[Source data]

• • •

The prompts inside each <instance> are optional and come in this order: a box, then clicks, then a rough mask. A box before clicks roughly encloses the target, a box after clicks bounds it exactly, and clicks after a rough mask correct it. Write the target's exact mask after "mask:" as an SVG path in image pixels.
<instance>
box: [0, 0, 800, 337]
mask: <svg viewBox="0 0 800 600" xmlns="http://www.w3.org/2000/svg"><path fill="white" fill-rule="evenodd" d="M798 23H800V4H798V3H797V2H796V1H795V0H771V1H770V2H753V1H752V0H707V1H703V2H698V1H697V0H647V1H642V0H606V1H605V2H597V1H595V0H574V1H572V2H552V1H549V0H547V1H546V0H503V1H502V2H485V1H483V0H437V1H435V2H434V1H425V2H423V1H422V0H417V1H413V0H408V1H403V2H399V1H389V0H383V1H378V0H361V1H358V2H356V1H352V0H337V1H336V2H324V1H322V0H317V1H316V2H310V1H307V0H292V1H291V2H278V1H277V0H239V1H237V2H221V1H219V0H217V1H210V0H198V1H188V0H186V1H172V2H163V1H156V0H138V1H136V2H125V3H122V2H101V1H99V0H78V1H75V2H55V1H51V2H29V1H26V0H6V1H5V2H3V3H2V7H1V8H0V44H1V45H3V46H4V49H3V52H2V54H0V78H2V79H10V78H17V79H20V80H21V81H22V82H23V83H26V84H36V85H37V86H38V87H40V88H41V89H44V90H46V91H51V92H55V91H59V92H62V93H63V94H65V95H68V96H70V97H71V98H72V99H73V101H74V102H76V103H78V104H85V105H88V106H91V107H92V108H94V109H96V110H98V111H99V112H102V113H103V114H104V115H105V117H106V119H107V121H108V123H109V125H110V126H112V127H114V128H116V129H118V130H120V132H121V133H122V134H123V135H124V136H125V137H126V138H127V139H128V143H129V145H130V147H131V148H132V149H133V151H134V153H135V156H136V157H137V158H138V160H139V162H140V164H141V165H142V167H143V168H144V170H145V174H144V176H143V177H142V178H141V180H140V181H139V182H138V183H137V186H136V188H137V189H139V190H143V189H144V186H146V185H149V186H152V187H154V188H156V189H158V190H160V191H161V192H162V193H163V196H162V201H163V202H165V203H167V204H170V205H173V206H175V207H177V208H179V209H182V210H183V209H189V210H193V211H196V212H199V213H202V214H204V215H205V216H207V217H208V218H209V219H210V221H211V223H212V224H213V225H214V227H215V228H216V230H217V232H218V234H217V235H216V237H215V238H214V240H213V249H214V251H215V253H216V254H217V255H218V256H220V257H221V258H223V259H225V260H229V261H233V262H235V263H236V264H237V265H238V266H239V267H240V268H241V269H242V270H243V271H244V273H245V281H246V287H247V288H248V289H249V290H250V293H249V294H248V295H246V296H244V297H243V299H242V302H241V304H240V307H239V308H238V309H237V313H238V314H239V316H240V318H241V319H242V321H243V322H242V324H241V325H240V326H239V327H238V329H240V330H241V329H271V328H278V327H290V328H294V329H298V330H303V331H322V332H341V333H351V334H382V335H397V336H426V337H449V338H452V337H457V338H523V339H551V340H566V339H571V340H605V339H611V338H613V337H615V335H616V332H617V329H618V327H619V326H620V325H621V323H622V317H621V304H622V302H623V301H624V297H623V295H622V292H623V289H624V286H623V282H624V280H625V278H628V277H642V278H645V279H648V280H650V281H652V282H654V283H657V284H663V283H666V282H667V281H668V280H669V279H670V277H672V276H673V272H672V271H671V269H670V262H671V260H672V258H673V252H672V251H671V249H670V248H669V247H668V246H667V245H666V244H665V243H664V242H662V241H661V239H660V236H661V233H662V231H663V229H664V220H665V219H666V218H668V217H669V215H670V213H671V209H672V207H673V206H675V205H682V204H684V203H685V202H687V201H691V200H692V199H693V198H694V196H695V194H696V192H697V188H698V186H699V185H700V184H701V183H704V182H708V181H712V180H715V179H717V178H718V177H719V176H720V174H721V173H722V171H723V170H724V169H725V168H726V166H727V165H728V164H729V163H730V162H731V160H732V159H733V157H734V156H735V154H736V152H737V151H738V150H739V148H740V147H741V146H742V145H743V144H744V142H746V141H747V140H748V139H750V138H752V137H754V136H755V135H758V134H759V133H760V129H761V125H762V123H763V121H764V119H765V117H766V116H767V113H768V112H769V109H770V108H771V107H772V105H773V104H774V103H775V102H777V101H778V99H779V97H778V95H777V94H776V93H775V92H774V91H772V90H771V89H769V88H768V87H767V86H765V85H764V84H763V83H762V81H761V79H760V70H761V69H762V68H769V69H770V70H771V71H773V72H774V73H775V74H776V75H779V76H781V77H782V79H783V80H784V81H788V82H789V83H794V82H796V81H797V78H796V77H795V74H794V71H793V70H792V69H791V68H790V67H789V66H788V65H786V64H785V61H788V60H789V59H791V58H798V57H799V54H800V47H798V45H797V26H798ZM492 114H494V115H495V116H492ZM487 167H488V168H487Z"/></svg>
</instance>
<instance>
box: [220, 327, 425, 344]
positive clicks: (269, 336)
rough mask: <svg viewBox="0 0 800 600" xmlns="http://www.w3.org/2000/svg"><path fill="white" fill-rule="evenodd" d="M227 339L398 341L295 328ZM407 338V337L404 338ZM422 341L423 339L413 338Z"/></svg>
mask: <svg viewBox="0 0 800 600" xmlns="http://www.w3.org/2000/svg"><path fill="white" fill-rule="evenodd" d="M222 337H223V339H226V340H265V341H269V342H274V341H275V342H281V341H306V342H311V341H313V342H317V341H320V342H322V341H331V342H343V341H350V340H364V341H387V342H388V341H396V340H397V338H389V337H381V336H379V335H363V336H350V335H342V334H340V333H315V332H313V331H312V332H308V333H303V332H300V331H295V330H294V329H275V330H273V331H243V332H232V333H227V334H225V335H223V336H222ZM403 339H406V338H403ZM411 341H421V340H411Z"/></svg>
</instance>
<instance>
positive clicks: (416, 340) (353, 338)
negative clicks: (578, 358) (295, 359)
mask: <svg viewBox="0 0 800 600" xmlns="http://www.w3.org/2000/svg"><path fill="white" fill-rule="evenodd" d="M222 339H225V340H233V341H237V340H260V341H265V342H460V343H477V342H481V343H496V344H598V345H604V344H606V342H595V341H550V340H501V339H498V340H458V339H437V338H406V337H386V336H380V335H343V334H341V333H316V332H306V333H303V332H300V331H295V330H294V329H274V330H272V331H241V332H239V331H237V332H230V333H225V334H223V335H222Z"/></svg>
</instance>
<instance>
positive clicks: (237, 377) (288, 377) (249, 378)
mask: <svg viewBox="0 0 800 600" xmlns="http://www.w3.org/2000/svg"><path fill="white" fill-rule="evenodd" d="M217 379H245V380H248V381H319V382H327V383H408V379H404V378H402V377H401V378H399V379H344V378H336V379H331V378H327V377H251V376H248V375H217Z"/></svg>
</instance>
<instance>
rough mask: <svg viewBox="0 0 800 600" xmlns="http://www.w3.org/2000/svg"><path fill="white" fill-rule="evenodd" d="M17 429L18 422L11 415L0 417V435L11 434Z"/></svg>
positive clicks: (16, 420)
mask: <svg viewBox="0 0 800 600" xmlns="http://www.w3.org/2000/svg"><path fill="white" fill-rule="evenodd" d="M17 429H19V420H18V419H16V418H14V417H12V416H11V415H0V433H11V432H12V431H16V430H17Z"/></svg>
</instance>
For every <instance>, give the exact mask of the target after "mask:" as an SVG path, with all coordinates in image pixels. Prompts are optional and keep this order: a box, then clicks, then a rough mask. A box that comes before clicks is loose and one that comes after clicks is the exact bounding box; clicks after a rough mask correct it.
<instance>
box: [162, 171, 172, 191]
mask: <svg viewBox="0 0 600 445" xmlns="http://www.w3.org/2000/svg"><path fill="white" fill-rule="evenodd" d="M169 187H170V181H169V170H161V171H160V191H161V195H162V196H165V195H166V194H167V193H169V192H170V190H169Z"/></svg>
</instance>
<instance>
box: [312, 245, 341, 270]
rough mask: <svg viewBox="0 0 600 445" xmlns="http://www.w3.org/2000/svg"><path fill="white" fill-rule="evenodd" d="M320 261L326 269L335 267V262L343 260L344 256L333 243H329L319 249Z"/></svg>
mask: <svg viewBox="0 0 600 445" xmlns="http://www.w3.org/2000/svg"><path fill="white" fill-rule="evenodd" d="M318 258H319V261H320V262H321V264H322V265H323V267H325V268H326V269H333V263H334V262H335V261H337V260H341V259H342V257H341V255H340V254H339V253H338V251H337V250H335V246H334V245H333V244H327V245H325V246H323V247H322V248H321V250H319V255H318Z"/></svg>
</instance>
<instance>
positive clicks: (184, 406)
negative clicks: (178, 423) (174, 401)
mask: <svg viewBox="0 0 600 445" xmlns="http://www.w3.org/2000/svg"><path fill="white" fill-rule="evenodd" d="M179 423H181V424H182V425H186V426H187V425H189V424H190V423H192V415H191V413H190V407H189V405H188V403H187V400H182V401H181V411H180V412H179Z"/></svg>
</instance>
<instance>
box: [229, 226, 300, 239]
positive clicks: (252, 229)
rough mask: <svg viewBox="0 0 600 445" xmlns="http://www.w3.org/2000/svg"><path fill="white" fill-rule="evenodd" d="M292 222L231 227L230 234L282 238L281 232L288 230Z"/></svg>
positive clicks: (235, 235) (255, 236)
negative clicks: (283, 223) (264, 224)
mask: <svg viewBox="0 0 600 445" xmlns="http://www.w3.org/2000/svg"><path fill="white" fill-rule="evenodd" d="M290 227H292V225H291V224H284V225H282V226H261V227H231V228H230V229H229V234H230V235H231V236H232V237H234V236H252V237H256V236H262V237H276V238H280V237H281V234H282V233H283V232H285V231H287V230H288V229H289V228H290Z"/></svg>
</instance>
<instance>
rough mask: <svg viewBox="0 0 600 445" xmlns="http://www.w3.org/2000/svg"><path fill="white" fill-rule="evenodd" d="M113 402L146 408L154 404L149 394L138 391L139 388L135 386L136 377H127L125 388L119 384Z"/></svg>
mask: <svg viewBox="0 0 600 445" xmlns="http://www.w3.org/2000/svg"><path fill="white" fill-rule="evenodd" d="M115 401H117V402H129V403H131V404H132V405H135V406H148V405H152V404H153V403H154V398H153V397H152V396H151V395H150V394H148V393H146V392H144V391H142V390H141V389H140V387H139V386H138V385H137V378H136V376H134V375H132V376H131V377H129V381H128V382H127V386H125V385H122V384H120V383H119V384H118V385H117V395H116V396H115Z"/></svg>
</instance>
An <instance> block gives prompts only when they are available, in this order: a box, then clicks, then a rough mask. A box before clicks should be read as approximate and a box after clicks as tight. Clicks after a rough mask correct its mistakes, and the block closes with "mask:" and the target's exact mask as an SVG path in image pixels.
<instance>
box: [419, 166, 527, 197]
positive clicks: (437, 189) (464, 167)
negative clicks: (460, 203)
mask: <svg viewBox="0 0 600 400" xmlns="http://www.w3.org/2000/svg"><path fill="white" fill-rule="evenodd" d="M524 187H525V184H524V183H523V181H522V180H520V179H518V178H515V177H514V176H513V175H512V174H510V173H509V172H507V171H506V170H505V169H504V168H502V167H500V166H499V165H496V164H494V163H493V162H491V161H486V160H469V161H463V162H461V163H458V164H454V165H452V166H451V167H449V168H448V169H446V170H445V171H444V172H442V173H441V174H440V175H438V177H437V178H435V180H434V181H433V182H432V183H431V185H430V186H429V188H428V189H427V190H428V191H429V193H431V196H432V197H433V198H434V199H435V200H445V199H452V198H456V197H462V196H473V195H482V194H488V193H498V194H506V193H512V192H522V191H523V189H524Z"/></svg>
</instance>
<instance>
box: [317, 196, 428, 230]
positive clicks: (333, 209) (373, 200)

• • •

Task objective. Retype exactly, and only, the lines that run from the one with "box: [317, 196, 428, 230]" through the final line of the entries.

Completed exercise.
box: [317, 196, 428, 230]
positive clicks: (333, 209) (373, 200)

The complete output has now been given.